うつ病を理解し、乗り越える海外ベストセラーに学ぶ、もう1つのビジネス視点(2/3 ページ)

» 2011年06月08日 07時00分 公開
[エグゼクティブブックサマリー,ITmedia]
エグゼクティブブックサマリー

うつ病の一般的兆候

 うつ病とは重度の精神的苦痛であり、患者の身体的健康感を奪うものです。また、食事や睡眠のパターンを妨害し、活力を奪います。うつ病患者の大部分には、考え方、感じ方、行動、そして健康状態に何らかの形で症状が表れます。そして、このような症状は互いに関連しています。1つの症状が現れると、他の症状が続いて現れるのです。次のような症状が考えられます。

→ 演習の構成
(1) 本文の「うつ病とは重度の精神的苦痛で」から「のような症状が考えられます。」までを、「睡眠」を「休息」に差し替えて書き写してください。
(2) 本文について、次の問いに答えてください。
(a) この記事が公開された日時はいつですか。
(b) うつ病は食事や睡眠のパターンに対して何をすると書かれていますか。
(c) 1つの症状が現れると、その後どうなると述べられていますか。
次の一覧は本文とは関係がありません。

→ 提供データ

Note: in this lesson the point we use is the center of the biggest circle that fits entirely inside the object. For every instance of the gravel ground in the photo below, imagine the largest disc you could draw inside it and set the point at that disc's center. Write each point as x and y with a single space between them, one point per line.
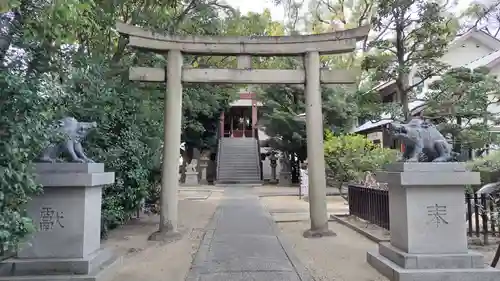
155 261
340 258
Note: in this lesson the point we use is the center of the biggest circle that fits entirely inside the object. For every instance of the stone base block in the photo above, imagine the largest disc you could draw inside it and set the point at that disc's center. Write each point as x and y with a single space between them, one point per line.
97 267
430 261
394 272
285 179
191 178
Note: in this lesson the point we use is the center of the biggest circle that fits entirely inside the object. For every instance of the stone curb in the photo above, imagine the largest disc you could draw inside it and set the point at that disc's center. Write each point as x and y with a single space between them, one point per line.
359 230
300 269
303 220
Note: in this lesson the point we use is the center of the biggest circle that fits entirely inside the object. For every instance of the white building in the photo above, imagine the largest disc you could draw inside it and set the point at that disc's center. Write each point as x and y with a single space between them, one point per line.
473 49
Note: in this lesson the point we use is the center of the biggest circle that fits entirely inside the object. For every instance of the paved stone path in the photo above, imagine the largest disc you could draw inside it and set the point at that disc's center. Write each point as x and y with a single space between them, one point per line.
242 243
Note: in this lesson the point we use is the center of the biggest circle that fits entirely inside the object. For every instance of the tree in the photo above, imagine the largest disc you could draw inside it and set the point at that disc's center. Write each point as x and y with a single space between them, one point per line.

→ 課題別の解答
(1)
うつ病とは重度の精神的苦痛であり、患者の身体的健康感を奪うものです。また、食事や休息のパターンを妨害し、活力を奪います。うつ病患者の大部分には、考え方、感じ方、行動、そして健康状態に何らかの形で症状が表れます。そして、このような症状は互いに関連しています。1つの症状が現れると、他の症状が続いて現れるのです。次のような症状が考えられます。

(2)
(a) 2011年06月08日 07時00分
(b) 妨害する
(c) 他の症状が続いて現れる